### But de l'exercice
Présentez dans un tableau Markdown les lignes des enregistrements, du début jusqu'à la ligne contenant « polygon_rings: in each » incluse, avec une colonne « N° » pour le numéro de la ligne et une colonne « Contenu » pour la ligne elle-même. Laissez de côté les lignes vides.

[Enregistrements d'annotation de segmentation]
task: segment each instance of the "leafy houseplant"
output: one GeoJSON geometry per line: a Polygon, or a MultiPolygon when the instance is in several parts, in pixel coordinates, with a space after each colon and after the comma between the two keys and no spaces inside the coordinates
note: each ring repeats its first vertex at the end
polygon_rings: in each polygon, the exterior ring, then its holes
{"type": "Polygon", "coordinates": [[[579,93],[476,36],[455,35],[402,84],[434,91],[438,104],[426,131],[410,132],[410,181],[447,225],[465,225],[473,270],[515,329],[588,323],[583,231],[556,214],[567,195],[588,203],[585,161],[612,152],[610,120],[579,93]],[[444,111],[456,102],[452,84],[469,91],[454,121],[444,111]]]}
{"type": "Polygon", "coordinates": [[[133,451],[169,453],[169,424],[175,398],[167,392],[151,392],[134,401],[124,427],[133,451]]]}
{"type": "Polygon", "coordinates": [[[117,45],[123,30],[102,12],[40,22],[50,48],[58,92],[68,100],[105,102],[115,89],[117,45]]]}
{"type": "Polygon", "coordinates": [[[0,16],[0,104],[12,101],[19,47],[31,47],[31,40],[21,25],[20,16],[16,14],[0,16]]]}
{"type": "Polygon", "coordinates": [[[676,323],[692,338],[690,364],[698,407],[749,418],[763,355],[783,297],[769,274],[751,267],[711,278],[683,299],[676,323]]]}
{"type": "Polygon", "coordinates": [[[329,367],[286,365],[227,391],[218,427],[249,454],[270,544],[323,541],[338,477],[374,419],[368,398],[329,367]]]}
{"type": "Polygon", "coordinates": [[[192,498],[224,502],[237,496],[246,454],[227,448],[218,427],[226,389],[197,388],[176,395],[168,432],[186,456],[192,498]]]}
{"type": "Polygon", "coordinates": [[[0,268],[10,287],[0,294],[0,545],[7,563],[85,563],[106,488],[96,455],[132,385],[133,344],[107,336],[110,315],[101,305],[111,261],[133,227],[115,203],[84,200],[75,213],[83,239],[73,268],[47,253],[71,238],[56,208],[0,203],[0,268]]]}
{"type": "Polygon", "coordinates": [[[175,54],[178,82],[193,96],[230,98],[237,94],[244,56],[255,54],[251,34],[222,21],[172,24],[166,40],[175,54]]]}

### Réponse attendue
| N° | Contenu |
|---|---|
| 1 | task: segment each instance of the "leafy houseplant" |
| 2 | output: one GeoJSON geometry per line: a Polygon, or a MultiPolygon when the instance is in several parts, in pixel coordinates, with a space after each colon and after the comma between the two keys and no spaces inside the coordinates |
| 3 | note: each ring repeats its first vertex at the end |
| 4 | polygon_rings: in each polygon, the exterior ring, then its holes |